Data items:
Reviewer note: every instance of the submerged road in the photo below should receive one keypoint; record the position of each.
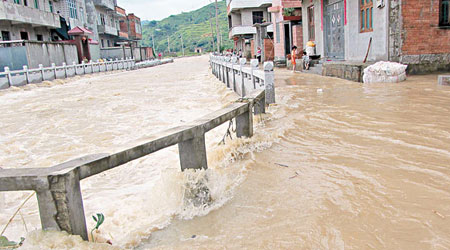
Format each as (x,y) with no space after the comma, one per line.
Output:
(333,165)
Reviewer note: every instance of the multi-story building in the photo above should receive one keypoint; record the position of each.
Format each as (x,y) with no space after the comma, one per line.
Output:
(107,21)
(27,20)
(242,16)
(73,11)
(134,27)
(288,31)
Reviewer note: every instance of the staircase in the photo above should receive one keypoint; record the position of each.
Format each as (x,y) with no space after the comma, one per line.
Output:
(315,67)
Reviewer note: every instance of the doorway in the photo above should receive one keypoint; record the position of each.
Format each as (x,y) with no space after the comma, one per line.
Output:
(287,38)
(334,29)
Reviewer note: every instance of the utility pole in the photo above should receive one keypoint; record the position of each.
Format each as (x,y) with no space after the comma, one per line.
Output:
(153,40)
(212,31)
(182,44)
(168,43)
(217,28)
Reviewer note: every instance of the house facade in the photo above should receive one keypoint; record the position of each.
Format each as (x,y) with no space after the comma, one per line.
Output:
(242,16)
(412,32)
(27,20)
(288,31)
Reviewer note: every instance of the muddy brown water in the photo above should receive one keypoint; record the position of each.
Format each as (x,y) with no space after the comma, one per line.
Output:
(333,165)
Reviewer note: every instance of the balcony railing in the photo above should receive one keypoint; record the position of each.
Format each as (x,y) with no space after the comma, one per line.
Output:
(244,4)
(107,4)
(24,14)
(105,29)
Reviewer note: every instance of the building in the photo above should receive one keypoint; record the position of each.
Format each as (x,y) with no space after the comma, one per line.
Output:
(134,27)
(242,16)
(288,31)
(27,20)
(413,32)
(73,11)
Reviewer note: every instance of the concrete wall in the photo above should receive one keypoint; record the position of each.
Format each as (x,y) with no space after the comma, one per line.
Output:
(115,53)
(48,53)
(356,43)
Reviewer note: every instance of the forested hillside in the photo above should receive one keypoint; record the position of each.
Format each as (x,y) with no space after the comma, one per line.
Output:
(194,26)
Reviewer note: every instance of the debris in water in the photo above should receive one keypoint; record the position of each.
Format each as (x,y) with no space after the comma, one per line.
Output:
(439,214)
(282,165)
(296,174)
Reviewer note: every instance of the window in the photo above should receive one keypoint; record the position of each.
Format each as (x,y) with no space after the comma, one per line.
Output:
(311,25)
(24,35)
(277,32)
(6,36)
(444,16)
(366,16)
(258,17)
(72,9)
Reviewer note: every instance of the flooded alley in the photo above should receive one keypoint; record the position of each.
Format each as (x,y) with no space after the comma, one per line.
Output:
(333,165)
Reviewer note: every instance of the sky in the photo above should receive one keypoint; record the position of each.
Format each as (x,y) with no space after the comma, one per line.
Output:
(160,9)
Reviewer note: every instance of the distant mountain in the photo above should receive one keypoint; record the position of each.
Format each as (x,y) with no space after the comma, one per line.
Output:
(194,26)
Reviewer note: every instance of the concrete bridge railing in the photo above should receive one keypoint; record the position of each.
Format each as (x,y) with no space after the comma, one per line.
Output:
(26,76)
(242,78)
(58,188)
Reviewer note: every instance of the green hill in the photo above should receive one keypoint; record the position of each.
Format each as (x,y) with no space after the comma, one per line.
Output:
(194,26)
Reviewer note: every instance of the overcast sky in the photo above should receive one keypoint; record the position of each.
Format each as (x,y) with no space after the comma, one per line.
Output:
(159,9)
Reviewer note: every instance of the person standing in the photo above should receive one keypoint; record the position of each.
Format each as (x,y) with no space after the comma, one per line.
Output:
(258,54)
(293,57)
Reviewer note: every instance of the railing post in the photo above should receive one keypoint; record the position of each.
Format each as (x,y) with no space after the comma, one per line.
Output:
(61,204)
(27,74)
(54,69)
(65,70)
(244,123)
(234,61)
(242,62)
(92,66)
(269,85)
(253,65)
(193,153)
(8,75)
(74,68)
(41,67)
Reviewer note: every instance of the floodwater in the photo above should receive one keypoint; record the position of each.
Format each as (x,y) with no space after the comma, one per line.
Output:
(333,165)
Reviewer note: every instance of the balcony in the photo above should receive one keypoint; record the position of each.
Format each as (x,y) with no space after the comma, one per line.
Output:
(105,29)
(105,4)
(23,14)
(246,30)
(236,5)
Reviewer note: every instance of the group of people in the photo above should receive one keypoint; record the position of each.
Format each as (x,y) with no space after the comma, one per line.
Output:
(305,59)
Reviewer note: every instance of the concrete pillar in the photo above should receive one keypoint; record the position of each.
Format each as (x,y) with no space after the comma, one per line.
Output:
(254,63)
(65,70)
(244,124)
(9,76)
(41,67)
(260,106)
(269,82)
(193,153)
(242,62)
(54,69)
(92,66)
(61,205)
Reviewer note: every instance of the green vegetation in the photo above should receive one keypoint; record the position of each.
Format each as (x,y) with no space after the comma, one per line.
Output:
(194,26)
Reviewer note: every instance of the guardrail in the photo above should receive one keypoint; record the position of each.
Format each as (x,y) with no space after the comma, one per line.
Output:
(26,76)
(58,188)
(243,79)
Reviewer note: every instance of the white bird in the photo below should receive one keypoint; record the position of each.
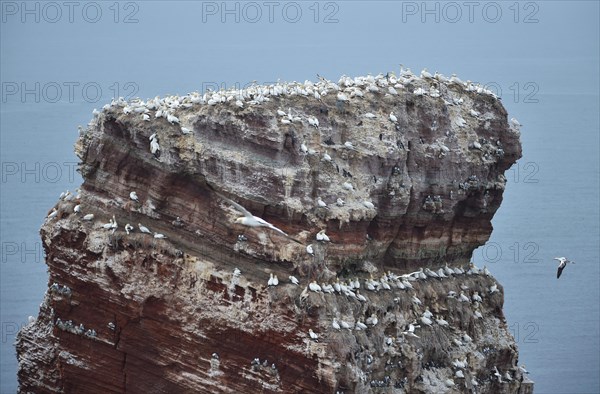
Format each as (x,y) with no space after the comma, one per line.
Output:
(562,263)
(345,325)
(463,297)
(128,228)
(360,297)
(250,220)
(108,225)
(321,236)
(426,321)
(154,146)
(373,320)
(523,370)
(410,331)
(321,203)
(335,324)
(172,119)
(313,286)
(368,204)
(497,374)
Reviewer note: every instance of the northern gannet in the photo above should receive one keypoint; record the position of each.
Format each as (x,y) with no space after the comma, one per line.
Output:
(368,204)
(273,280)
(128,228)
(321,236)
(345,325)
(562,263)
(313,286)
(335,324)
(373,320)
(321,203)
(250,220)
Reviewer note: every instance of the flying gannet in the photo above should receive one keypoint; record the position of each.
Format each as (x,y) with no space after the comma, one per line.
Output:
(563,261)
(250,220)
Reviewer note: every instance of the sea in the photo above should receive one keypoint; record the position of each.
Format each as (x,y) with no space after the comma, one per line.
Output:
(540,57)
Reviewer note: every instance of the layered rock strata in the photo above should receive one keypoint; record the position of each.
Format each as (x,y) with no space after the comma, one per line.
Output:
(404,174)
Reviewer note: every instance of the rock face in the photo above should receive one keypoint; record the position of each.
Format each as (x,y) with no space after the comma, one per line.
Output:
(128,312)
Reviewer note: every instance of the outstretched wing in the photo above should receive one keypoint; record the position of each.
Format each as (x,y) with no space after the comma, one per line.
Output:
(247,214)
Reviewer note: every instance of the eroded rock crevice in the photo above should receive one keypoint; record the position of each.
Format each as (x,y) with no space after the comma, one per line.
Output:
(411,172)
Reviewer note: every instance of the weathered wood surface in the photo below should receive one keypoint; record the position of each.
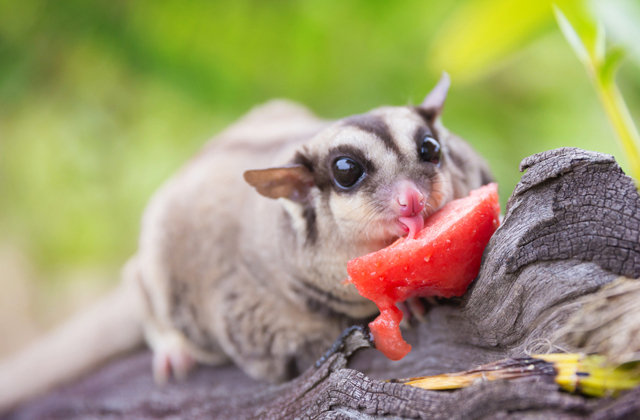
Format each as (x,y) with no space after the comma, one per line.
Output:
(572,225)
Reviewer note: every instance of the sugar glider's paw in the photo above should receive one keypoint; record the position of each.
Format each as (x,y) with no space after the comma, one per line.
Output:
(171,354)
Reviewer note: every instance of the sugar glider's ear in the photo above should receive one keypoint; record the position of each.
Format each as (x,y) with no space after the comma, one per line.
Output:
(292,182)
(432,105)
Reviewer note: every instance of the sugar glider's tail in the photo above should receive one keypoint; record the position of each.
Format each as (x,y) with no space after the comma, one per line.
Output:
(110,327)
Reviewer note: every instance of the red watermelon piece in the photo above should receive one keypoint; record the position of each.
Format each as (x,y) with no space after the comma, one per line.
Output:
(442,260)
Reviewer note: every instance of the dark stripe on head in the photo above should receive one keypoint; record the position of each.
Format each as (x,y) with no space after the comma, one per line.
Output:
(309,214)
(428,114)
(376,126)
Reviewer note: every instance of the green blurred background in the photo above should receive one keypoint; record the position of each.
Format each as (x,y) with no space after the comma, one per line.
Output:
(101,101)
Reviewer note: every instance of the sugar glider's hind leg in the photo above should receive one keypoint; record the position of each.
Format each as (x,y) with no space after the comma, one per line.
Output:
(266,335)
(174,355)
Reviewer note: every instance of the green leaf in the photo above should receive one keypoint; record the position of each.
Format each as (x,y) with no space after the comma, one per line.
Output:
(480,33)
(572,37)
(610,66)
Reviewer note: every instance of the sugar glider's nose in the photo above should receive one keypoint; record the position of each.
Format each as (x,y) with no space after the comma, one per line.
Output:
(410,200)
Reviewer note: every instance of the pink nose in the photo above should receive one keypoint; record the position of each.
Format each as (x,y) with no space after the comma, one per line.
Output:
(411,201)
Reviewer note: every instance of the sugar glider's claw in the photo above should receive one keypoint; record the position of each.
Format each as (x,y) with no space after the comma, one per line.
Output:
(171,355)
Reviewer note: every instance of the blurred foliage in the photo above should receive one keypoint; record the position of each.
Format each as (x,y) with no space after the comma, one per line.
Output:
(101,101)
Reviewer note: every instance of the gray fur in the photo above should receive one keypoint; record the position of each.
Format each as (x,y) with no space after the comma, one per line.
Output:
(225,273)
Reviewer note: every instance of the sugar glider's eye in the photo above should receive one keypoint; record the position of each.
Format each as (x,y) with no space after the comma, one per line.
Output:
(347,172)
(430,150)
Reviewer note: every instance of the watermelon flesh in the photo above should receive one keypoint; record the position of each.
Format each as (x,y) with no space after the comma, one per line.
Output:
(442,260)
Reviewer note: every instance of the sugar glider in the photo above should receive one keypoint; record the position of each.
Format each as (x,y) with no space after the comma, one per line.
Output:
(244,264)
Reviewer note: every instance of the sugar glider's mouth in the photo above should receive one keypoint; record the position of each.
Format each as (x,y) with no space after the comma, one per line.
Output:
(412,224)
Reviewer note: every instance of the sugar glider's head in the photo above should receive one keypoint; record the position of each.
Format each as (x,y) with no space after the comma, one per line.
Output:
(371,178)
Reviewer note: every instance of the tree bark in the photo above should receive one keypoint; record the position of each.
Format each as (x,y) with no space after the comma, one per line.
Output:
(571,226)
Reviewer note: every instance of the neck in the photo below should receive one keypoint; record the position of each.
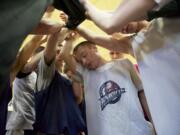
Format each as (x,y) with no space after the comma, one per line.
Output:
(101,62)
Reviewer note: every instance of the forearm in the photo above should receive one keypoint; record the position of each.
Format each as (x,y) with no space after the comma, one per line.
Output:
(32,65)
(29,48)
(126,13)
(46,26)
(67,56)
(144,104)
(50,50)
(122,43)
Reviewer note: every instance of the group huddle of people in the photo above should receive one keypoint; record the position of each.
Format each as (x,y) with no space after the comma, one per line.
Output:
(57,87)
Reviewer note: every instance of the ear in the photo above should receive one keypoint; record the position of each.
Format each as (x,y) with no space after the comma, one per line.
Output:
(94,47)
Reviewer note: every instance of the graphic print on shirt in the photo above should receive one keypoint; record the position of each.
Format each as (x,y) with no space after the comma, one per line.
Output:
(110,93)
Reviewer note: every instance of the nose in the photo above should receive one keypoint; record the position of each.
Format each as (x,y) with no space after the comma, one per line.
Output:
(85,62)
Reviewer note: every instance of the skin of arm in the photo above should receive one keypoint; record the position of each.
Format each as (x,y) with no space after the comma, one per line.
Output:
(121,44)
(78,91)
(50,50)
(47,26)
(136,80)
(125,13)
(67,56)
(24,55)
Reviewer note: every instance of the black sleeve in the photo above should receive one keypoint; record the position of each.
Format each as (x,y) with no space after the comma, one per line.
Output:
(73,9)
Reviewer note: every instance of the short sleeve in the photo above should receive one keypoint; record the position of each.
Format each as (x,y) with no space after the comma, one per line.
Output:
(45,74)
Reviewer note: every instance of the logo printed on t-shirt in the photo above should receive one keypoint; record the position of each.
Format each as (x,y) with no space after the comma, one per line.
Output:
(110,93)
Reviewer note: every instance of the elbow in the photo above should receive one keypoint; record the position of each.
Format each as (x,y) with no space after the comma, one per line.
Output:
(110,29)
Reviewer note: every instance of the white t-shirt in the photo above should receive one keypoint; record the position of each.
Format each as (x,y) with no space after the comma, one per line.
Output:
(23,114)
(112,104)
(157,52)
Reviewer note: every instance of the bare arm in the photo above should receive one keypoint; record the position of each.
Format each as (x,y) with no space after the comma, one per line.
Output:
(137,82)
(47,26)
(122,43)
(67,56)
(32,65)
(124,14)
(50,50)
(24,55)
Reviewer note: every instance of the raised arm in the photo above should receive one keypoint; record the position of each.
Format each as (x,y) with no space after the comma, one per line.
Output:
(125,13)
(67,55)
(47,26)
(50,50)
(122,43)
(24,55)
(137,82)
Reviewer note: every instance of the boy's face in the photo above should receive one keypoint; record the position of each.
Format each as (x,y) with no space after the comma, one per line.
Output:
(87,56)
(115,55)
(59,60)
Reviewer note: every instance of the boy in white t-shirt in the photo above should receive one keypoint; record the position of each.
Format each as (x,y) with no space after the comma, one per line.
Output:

_TASK DIRECTIONS:_ Give the lines again exactly, beginning with the first line of the records above and ending with the line that contains "Reviewer note: every instance of the muddy", and include no pictures.

_ANSWER TO THE EXERCISE:_
Reviewer note: every instance of the submerged road in the photo below should receive one keypoint; record the position of each.
Format each as (x,y) with no space after the comma, one per line.
Output:
(333,165)
Reviewer note: every instance of the multi-story building in the photo above should receive one keypoint; record the position of each.
Format each as (x,y) with no space after the comma, one per line.
Output:
(107,21)
(27,20)
(242,16)
(73,11)
(134,27)
(288,31)
Reviewer note: every instance of the staircase in the photo above should receive one keypoint; record the position of each.
Format each as (x,y) with no space after the comma, one per line.
Output:
(315,67)
Reviewer note: every instance of the doorway in the photo above should receive one keypoint; record the position of each.
Format each as (x,y) with no space after the comma, one per line.
Output:
(287,38)
(334,29)
Reviewer note: every instance of the utility pole in the photo above should receive one keypoint; record the position of each.
Format each as (x,y) with no space after the comma, one per line.
Output:
(153,40)
(212,31)
(182,44)
(168,43)
(217,28)
Reviewer note: every instance of the house facade in the photo above should receive one keypoint; record the position of each.
Format each as (x,y) with no space after the comma, one per line.
Output:
(242,16)
(412,32)
(27,20)
(288,31)
Reviewer note: every instance of the muddy brown water in the photo above should receive one keypoint; record the position of each.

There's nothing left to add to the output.